__EXCERPTED TEXT__.
****

Гастроли театров «Ложа» и «Бабы» в театре «Ройял Корт» (Майкл Биллингтон)
The Guardian (8-03-2002)

http://www.guardian.co.uk/arts/critic/review/0,1169,671724,00.html

Michael Billington
Friday March 8, 2002
The Guardian

Driving home from the Royal Court, I heard an excellent report on The World Tonight about human rights abuses in Chechnya that referred, in passing, to the death of 3,000 Russian soldiers in that forgotten war. What brought this into even sharper focus was that I had just seen an impressive double-bill from Siberia, as part of the Court's International Playwrights season, the second half of which consisted largely of letters to and from the Chechen front.

One of the Court's aims is to encourage young companies to develop work based on verbatim testimony. In the case of Soldiers' Letters, which is presented by an all-female group from Chelyabinsk called Babii, this bears rich fruit. Four women, stripping down to military vest and shorts, wittily puncture pompous military ceremonies and read out letters to and from military conscripts. One mother grieves over her son's three- month silence, another over her boy's nervous breakdown. A male soldier writes from Chechnya to his girl that “every day is Gestapo day here”, while a female conscript describes clearing away stinking corpses.

****

__RECORD LIST__.

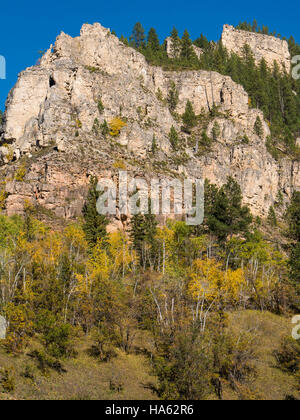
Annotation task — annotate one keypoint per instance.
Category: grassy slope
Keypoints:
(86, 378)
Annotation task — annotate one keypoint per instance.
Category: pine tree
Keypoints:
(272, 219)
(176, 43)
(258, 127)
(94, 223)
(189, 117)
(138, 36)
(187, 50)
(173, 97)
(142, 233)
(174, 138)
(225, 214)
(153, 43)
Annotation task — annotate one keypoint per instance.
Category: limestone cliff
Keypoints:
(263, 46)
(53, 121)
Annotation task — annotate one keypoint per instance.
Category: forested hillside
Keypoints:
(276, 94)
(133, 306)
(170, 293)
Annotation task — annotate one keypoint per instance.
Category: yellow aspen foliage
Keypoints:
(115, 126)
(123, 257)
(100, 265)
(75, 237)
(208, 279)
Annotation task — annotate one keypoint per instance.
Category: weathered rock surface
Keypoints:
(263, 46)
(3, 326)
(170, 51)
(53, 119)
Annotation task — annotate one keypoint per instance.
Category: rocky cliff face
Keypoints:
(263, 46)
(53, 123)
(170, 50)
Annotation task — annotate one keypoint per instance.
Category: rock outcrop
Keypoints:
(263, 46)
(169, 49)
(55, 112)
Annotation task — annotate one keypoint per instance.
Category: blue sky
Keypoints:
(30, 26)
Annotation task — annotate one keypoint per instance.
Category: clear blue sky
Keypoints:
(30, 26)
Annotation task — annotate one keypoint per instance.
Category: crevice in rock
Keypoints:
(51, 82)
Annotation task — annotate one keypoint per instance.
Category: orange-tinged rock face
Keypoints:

****

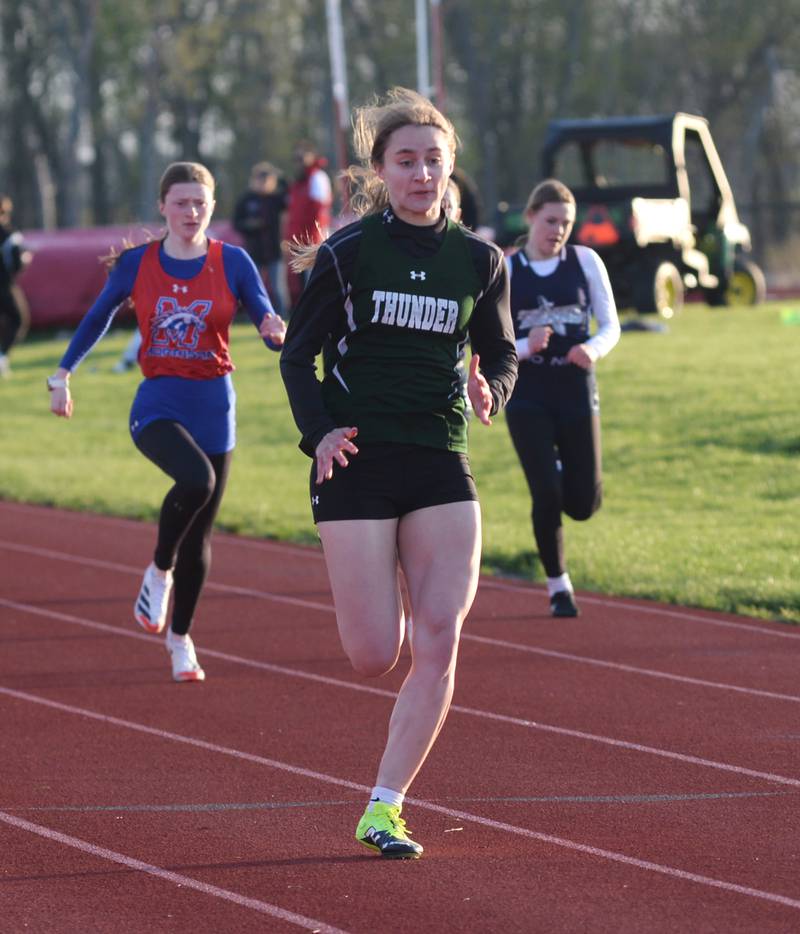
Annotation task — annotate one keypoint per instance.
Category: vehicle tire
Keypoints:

****

__WRITTEN PROBLEM A__. Repeat word for word the part of the theater review starting at "The Guardian (8-03-2002)" and ending at "the Chechen front.".
__WRITTEN PROBLEM B__. Based on the theater review, mark each statement yes or no and quote the words that decide it: (i) The all-female group Babii comes from Chelyabinsk. (ii) The radio report mentioned the death of 30,000 Russian soldiers. (iii) Five women read out the letters in Soldiers' Letters.
__WRITTEN PROBLEM C__. List every letter writer the theater review describes in Soldiers' Letters, with what each one writes about.

__WORKED SOLUTION A__.
The Guardian (8-03-2002)

http://www.guardian.co.uk/arts/critic/review/0,1169,671724,00.html

Michael Billington
Friday March 8, 2002
The Guardian

Driving home from the Royal Court, I heard an excellent report on The World Tonight about human rights abuses in Chechnya that referred, in passing, to the death of 3,000 Russian soldiers in that forgotten war. What brought this into even sharper focus was that I had just seen an impressive double-bill from Siberia, as part of the Court's International Playwrights season, the second half of which consisted largely of letters to and from the Chechen front.

__WORKED SOLUTION B__.
(i) Yes: "an all-female group from Chelyabinsk called Babii"
(ii) No: "the death of 3,000 Russian soldiers"
(iii) No: "Four women, stripping down to military vest and shorts"

__WORKED SOLUTION C__.
- A mother grieving over her son's three-month silence
- Another mother grieving over her boy's nervous breakdown
- A male soldier writing from Chechnya to his girl that "every day is Gestapo day here"
- A female conscript describing clearing away stinking corpses